_Work instructions_:
Rescale the items below, beginning at the line that contains "Where can the fluffy cat fur be seen here?" and stopping after the line that contains "x=257, y=497". Write those lines out again with their requests, and multiply every point coordinate in the answers by 0.45, rounding to whole numbers with halves going up.

= = = =

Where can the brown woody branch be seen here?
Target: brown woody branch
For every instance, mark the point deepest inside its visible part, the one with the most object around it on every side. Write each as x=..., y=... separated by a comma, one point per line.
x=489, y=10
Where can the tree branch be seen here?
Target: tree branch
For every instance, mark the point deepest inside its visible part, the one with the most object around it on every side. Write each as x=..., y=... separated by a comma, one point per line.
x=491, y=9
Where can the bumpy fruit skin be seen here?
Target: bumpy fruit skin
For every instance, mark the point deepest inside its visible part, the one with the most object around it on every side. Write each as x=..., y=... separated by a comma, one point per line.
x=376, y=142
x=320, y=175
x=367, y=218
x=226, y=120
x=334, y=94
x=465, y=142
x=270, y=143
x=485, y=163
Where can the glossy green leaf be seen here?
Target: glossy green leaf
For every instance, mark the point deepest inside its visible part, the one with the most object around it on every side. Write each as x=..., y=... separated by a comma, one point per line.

= = = =

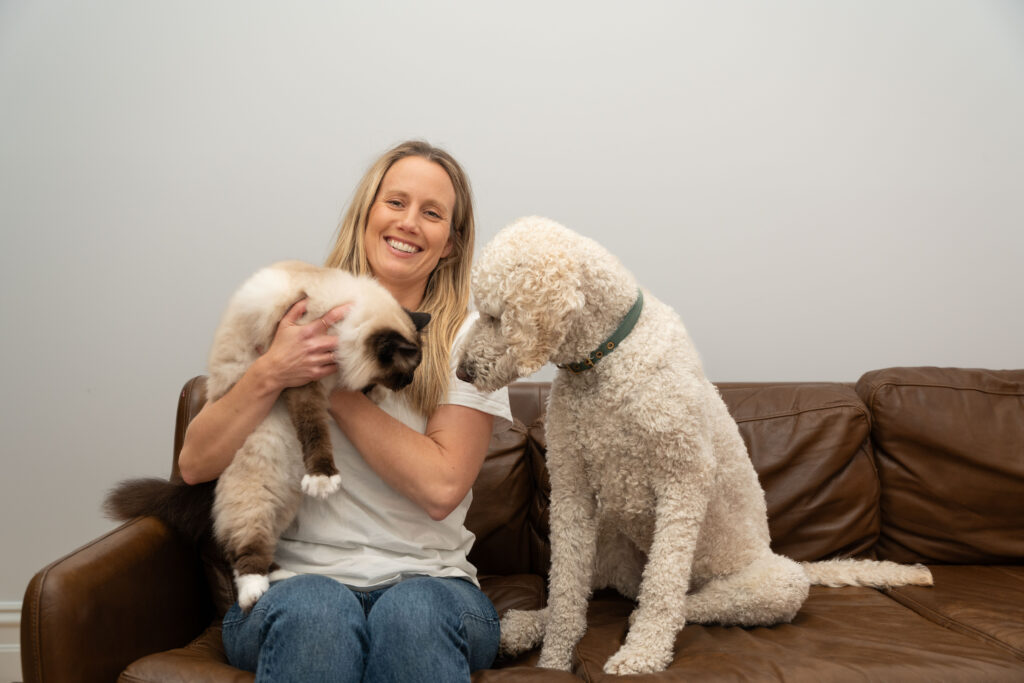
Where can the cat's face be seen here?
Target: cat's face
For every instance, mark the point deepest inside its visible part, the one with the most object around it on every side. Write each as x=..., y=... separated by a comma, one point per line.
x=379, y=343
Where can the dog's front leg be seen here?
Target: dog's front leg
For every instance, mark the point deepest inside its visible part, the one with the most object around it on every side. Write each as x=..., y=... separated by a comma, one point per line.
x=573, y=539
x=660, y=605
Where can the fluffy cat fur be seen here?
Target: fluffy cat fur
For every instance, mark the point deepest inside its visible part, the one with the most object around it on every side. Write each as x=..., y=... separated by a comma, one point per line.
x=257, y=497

= = = =

_Completed exercise_:
Where can the fluffy cat fur be seen here?
Target: fluffy cat fur
For every instance, mark the point deepest inside its visible part, the one with the most object around it on every side. Write each as x=..., y=... separated by a comma, one point per line.
x=116, y=224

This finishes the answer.